[THE TASK]: Could you write the next part of the article on Mycoplasma genitalium infection below, picking up right after its final sentence?

[TEXT PASSAGE]:
- - - -

The Centers for Disease Control and Prevention (CDC) listed Mycoplasma genitalium bacterial infection as an “emerging issue” in its Sexually Transmitted Diseases Treatment Guidelines in 2015.1,2 M genitalium was only first identified in the 1980s and is increasingly recognized as an important cause of several sexually transmitted infections (STIs), such as urethritis in men and cervicitis in women.1 In fact, M genitalium infection is responsible for more STIs than Neisseria gonorrhoeae and is the second-most prevalent STI next to Chlamydia trachomatis infection. Despite its widespread prevalence, however, M genitalium infection can be difficult to diagnose and treat.3
Infectious Disease Advisor spoke with Oluwatosin Jaiyeoba Goje, MD, from the Ob/Gyn & Women’s Health Institute of Cleveland Clinic in Ohio, and Amesh Adalja, MD, spokesman for the Infectious Diseases Society of America and Senior Associate with Johns Hopkins Center for Health Security in Baltimore, Maryland, about challenges in the diagnosis and management of M genitalium infection.
An Emerging STI
M genitalium infection is a ubiquitous cause of STIs worldwide, with prevalence rates ranging from 0.4% in young adults in the United States to 4.5% in The Netherlands. Up to 6.3% of patients at a sexually transmitted diseases (STD) clinic in Sweden were found to have M genitalium infection. Although prevalence rates differ between countries, M genitalium is the most common cause of STIs, ranking only second to C trachomatis in prevalence.3
“The prevalence of M genitalium is especially concerning because most people infected with the bacteria don’t even know they have it,” Dr Goje said. “Symptoms could be non-specific and non-existent and, when left untreated, M genitalium infection can produce devastating health problems including urethritis, cervicitis, and pelvic inflammatory diseases.”
Even when patients are symptomatic, clinicians may not necessarily know to look for M genitalium. “Clinicians are less familiar with M genitalium infection than they are with other, more common STIs that they have experience treating or learned about in medical school,” Dr Adalja said. “But M genitalium has a high enough prevalence in certain contexts that it’s something we don’t want to ignore.”
Diagnostic Techniques and Challenges
According to Dr Adalja, M genitalium infection should be considered in men with symptoms of urethritis — similar to the symptoms observed in chlamydia and gonorrhea. “M genitalium is the second most common cause of urethritis, and it has been definitively studied in men. You would especially want to test men who didn’t get better after the first course of antibiotics, because M genitalium is frequently resistant to antibiotics that are commonly used to treat STIs,” Dr Adalja said.
Dr Goje also suggests testing for M genitalium in women with persistent symptoms of cervicitis, particularly in women who have not responded to empiric antibiotic therapy for chlamydia and gonorrhea and have tested negative for these pathogens.
Testing for M genitalium, however, can be cumbersome and time-consuming because M genitalium is a slow-growing organism.3 “Isolating and culturing M genitalium is not feasible when there is a need to institute immediate antimicrobial therapy,” Dr Goje said.

- - - -

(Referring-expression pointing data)
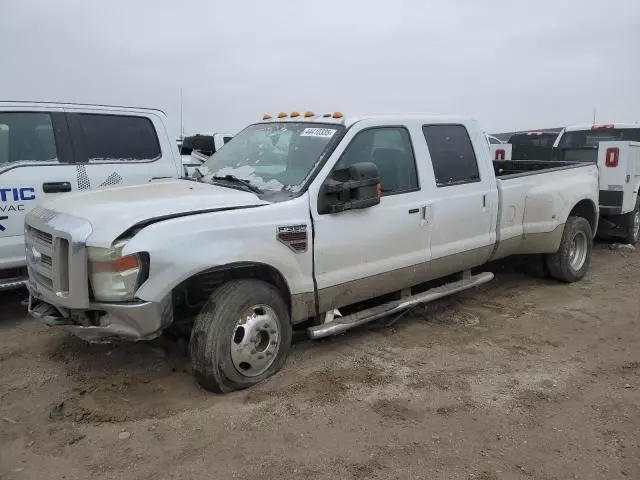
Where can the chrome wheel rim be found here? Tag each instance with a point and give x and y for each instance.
(578, 251)
(255, 340)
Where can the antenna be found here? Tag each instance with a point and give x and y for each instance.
(181, 122)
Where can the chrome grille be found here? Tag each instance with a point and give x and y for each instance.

- - - -

[ANSWER TO THE EXERCISE]:
“While there is no FDA-approved test for M genitalium, nucleic acid amplification test (NAAT) is the preferred technique,” Dr Goje said. NAAT uses polymerase chain reaction (PCR) and can be performed on multiple sample types, including urethral, vaginal, and cervical swabs; urine; and endometrial biopsies.
However, NAAT for diagnosing M genitalium uses assays that were developed for the research setting and, as a result, NAAT is only available in reference labs — usually at large university hospitals. “If you’re in a small hospital, you have to know where you can get the testing done, and which hospitals are doing it in research settings,” Dr Adalja said. “It’s not something that you would find readily available.”
Management and Antimicrobial Resistance
Significant antimicrobial resistance presents a major challenge to the treatment of M genitalium infection. Because M genitalium lacks a cell wall, antibiotics targeting cell wall biosynthesis, such as beta lactams (eg, penicillins and cephalosporins), are ineffective against this organism, Dr Goje said.
According to Dr Adalja, patients with urethritis commonly receive an empiric course of doxycycline, which covers C trachomatis but is associated with high treatment failure rates for M genitalium infection. “Over half of patients with M genitalium who are treated with doxycycline may have a microbiological failure,” he said.
Dr Goje noted that patients who have not responded to an initial course of doxycycline often require a second round of antibiotic treatment, usually consisting of azithromycin for at least 5 days. However, up to 50% of patients with M genitalium infection exhibit resistance to azithromycin. In cases of azithromycin failure, moxifloxacin 400 mg daily for 7 to 14 days is the preferred antibiotic regimen. “Cure rates with moxifloxacin are 100% in initial reports, although more studies are needed,” Dr Goje said.
To prevent further development of antimicrobial resistance in M genitalium, clinicians need to avoid using inappropriate antibiotics—such as doxycycline — as initial treatment, Dr Adalja said. “I think that the key to optimizing treatment for M genitalium is to increase awareness among clinicians that this organism may be causing their patient’s STI symptoms. Many clinicians who are not in the infectious diseases or STI world probably don’t know much about M genitalium and its role in STI. As a result, they may inadvertently continue to prescribe the wrong antibiotic.”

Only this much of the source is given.